START SUPPLIED MATERIAL

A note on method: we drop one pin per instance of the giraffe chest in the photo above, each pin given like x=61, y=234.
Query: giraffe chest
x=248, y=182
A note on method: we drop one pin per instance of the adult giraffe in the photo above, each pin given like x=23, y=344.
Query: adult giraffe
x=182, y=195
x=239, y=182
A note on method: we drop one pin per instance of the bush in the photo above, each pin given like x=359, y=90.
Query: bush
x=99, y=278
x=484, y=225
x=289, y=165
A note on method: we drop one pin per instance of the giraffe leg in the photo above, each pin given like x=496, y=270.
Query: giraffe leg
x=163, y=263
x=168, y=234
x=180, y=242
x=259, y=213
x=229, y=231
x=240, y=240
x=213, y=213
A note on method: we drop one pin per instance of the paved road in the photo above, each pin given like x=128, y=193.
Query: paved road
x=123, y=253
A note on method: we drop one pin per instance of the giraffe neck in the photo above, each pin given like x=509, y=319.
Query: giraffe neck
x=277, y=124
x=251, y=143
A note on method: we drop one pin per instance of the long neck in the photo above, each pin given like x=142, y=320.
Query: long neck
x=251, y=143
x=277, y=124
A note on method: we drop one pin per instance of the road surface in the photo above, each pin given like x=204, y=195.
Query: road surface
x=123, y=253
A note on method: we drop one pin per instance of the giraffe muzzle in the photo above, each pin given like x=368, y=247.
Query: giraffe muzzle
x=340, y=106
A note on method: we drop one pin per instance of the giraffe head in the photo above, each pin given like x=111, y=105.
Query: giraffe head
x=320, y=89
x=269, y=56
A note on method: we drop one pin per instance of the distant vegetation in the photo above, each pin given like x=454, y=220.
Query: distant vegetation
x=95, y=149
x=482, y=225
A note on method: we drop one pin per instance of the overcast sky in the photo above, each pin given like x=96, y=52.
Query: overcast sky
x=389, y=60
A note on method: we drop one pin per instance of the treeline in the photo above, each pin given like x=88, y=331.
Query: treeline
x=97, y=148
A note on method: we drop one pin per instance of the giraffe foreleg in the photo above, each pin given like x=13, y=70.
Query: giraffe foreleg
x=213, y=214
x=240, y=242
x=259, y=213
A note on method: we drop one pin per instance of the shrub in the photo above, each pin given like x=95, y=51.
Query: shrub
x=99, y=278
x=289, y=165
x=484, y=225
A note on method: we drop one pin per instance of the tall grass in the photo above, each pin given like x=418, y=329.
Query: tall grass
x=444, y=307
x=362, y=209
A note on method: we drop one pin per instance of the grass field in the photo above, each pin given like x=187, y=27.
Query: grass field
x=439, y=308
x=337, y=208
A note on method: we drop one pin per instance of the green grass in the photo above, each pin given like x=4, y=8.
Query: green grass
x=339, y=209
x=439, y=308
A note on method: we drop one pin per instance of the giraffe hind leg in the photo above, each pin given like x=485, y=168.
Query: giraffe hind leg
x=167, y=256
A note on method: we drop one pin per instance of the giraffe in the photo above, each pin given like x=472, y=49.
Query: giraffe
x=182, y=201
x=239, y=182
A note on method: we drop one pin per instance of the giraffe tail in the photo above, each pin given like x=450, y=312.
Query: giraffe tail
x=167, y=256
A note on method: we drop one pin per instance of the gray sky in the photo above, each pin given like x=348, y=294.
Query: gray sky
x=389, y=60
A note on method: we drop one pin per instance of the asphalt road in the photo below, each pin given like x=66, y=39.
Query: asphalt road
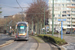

END SUPPLIED MATERIAL

* [EXERCISE INSTRUCTIONS]
Return every line of the entries above that the string "asphalt" appears in.

* [SOLUTION FOR THIS EXERCISE]
A note on method: we drop one pin per instance of the asphalt road in the photo below, each pin given like x=66, y=39.
Query: asphalt road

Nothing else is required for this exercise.